▶ [SOURCE MATERIAL]:
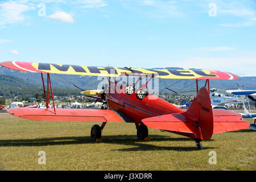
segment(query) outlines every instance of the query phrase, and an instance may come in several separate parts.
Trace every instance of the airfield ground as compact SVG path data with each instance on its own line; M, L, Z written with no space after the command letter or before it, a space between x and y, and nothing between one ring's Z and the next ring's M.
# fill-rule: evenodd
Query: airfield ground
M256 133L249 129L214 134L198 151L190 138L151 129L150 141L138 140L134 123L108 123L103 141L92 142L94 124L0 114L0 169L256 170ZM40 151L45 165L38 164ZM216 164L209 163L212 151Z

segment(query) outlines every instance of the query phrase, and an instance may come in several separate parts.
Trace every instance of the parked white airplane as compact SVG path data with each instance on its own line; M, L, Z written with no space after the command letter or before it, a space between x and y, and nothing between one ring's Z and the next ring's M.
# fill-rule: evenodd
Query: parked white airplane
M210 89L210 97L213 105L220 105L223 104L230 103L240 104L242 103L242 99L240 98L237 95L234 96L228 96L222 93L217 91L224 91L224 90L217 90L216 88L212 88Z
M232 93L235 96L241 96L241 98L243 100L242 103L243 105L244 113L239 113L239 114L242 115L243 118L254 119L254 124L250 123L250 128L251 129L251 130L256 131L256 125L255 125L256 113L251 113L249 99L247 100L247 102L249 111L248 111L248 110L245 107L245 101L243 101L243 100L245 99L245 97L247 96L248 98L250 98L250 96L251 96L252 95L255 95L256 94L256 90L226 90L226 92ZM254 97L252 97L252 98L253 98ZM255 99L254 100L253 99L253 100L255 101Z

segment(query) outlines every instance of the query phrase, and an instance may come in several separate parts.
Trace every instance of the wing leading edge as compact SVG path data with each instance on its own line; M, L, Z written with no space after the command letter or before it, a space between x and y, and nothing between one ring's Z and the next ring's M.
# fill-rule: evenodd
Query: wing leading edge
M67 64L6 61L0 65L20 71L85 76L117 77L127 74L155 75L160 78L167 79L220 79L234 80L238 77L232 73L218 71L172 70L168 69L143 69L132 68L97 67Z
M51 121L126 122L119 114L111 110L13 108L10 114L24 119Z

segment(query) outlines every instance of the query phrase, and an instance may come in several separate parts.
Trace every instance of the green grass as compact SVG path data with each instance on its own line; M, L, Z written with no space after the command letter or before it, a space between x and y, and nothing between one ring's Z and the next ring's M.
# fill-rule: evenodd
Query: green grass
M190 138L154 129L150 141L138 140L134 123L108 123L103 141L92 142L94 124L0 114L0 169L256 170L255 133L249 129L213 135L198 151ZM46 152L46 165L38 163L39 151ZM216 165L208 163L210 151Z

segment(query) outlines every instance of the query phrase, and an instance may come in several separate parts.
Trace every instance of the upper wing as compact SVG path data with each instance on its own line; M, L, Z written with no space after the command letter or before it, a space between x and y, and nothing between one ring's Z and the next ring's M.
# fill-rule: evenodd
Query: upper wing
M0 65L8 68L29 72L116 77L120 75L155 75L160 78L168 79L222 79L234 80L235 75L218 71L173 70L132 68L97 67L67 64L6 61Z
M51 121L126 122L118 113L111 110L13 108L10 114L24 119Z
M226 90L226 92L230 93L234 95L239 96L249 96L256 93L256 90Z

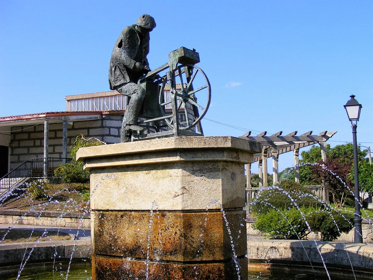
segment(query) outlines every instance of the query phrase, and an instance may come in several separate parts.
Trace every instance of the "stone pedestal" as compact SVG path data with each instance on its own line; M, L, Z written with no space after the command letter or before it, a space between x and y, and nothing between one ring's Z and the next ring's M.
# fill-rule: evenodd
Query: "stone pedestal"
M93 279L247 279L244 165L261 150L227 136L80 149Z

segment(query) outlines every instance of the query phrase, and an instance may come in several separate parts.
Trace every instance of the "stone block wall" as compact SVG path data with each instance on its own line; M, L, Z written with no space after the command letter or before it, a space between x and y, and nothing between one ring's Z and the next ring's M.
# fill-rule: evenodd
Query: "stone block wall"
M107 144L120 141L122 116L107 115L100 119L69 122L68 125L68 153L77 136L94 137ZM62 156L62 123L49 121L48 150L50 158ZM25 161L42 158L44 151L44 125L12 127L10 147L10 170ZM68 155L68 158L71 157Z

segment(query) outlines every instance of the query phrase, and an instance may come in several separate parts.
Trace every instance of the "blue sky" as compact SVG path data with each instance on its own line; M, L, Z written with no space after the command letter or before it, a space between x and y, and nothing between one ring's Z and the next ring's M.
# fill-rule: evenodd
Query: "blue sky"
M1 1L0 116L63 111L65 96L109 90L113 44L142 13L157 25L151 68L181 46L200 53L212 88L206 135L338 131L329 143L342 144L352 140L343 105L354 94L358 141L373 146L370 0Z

▶ [WORK TO BE COMPLETED]: Please copy the listing above word for word, from start to finish, and leave out the pictures.

▶ [TASK RESULT]:
segment(query) outlines every instance of the query phrase, and an instance may come in several separate parts.
Trace every instance of the airfield ground as compact SVG path data with each instance on its own line; M, L, Z written with no space after the command letter or before it, a space between x and y, and nothing between one ring's Z and the next ring's M.
# fill-rule: evenodd
Query: airfield ground
M256 133L249 129L214 134L198 151L190 138L151 129L150 141L138 140L134 123L108 123L103 141L92 142L94 124L0 114L0 169L256 170ZM40 151L45 165L38 164ZM216 164L209 163L212 151Z

segment(query) outlines every instance of the query phrase, and an instance may come in several separate parts.
Trace every instance of the parked white airplane as compact SVG path data with each instance on its own line; M, L, Z written with no space after the command letter or before it, a space between x and y, and nothing between one ring's Z and the next ring's M.
# fill-rule: evenodd
Query: parked white airplane
M210 89L210 97L213 105L220 105L223 104L230 103L240 104L242 103L242 99L240 98L237 95L234 96L228 96L222 93L217 91L224 91L224 90L217 90L216 88L212 88Z
M232 93L235 96L241 96L241 98L243 100L242 103L243 105L244 113L239 113L239 114L242 115L243 118L254 119L254 124L250 123L250 128L251 129L251 130L256 131L256 125L255 125L256 113L251 113L249 99L247 100L247 102L249 111L248 111L248 110L245 107L245 101L243 101L243 100L245 99L245 97L247 96L248 98L250 98L250 96L251 96L252 95L255 95L256 94L256 90L226 90L226 92ZM254 97L252 97L252 98L253 98ZM255 99L254 100L253 99L253 100L255 101Z

segment(query) outlines every instance of the query phrase, and an instance may come in several separate parts.
Trace every instance of the wing leading edge as compact SVG path data with each instance on its own line; M, L, Z written with no space after the command letter or before it, a space between x and y, and nothing between one ring's Z and the next ring's M.
# fill-rule: evenodd
Query: wing leading edge
M67 64L6 61L0 65L20 71L85 76L117 77L127 74L155 75L160 78L167 79L220 79L234 80L238 77L232 73L218 71L172 70L168 69L143 69L132 68L97 67Z
M51 121L126 122L119 114L111 110L13 108L10 114L24 119Z

segment(query) outlines every instance of the query phrase, and an instance may come in several separate parts.
Trace every instance of the green grass as compact SVG path data with each instance on its own line; M, L, Z written with no space after the command letter or before it, a space between x and y, and nothing between one ring's Z and the next ring's M.
# fill-rule: evenodd
Query: green grass
M190 138L154 129L150 141L138 140L134 123L108 123L103 141L92 142L94 124L0 114L0 169L256 170L255 133L249 129L213 135L198 151ZM46 152L46 165L38 163L39 151ZM216 165L208 163L210 151Z

segment(query) outlines every instance of the query phrase, and an instance may come in several separate parts.
Trace every instance of the upper wing as compact SVG path data with each instance on its own line; M, L, Z written with no space after the command letter or before it, a space between x and y, and nothing between one ring's Z and the next ring's M.
# fill-rule: evenodd
Query: upper wing
M0 65L8 68L29 72L116 77L120 75L155 75L160 78L168 79L222 79L234 80L235 75L218 71L173 70L132 68L97 67L67 64L6 61Z
M51 121L126 122L118 113L111 110L13 108L10 114L24 119Z
M226 90L226 92L230 93L234 95L239 96L249 96L256 93L256 90Z

segment(query) outlines every instance of the query phrase, and an instance may come in several separate parts.
Trace every instance of the "stone pedestal" as compact SVG path data with each instance on its own line; M, L, Z written with no space after the command letter or before it, a space between x and y, and nothing between one ring's Z and the next ring's M.
# fill-rule: evenodd
Query: "stone pedestal"
M93 279L247 279L244 165L261 150L227 136L80 149Z

segment(query) outlines every instance of the query phrase, and an instance may come in several separate parts.
Trace every instance of the "stone block wall" as compact SVG path data with each instance on its own line; M, L, Z written with no space after the command letter or before it, a space between x and y, and nothing between one ring's Z and the next ring's M.
# fill-rule: evenodd
Query: "stone block wall"
M107 144L120 141L122 116L107 115L100 119L69 122L68 125L68 153L77 136L94 137ZM62 156L62 123L49 121L48 150L50 158ZM25 161L42 158L44 151L44 125L12 127L10 147L10 170ZM68 155L68 158L71 157Z

segment(query) outlines every instance of the query phrase, and an instance may come in several separate parts.
Trace every instance of the "blue sky" as compact SVG path data with each instance on its own line; M, L, Z written with no space after the command letter or before it, a space between x and y, and nothing between one ring's Z and the next ring's M.
# fill-rule: evenodd
Query: "blue sky"
M1 1L0 116L63 111L65 96L109 90L113 44L142 13L157 25L151 68L181 46L200 53L212 88L206 135L338 131L329 143L342 144L352 140L343 105L354 94L358 141L373 146L370 0Z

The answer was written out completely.